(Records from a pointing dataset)
---
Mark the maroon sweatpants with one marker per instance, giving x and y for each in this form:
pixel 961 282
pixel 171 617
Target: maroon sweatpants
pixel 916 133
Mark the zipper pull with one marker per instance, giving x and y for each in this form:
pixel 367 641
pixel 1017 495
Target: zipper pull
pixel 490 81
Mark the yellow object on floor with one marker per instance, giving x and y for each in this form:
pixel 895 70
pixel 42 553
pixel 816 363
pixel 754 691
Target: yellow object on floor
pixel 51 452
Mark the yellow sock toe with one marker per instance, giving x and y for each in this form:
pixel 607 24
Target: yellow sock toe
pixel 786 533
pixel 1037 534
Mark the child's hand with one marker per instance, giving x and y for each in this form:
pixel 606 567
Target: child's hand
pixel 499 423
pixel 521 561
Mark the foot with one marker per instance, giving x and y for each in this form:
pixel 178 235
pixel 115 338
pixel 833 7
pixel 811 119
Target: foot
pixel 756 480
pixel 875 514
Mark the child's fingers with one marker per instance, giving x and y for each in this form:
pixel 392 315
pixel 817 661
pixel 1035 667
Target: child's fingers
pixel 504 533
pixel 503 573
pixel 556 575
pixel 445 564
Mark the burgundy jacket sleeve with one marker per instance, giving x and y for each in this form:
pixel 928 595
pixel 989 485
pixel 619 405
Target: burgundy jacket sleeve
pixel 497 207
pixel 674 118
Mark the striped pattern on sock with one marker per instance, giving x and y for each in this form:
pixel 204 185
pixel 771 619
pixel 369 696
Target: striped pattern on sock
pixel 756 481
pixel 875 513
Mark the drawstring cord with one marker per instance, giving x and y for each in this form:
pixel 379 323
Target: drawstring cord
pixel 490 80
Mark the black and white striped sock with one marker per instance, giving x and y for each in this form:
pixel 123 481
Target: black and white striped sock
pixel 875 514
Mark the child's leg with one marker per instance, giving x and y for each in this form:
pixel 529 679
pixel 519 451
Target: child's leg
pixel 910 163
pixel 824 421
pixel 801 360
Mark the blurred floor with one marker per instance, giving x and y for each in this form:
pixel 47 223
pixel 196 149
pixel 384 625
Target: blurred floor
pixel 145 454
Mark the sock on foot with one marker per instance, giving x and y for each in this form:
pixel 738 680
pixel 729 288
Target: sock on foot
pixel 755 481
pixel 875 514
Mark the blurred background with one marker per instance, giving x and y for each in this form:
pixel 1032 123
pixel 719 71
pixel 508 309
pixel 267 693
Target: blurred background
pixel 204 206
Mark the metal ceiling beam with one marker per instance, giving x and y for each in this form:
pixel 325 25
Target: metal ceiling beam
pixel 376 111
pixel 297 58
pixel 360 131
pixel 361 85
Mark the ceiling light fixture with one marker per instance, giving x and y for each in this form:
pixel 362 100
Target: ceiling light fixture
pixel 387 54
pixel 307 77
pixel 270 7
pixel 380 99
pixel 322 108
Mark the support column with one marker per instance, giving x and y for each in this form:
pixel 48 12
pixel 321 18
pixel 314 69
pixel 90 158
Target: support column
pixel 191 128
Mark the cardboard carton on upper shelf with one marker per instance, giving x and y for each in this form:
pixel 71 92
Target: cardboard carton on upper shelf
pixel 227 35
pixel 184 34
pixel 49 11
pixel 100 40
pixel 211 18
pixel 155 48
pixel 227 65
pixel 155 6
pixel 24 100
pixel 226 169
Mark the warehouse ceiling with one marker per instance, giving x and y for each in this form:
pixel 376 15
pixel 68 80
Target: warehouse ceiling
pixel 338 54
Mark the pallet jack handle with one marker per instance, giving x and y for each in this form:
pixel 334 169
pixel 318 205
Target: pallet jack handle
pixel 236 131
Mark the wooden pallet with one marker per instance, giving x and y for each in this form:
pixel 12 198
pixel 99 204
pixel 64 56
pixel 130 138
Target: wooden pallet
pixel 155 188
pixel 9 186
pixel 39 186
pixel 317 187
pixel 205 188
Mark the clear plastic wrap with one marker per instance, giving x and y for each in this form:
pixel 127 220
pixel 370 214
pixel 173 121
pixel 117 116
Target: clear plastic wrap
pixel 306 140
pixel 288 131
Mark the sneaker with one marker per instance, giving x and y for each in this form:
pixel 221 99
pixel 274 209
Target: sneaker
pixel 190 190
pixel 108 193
---
- _What to do_: Output, character for character, the lines of the material from the line containing "Mark the child's fingers" through the line containing "pixel 674 118", including both of those lines.

- _Result for this exercise_:
Mark the child's fingers with one marker per instance, giving x and y for each in this form:
pixel 392 315
pixel 817 661
pixel 1035 667
Target: child's fingers
pixel 504 533
pixel 503 573
pixel 556 575
pixel 445 564
Mark the burgundy jacket sleeve with one marker per instance, giving x and y for each in this form:
pixel 928 595
pixel 989 485
pixel 619 405
Target: burgundy jacket sleeve
pixel 497 207
pixel 674 118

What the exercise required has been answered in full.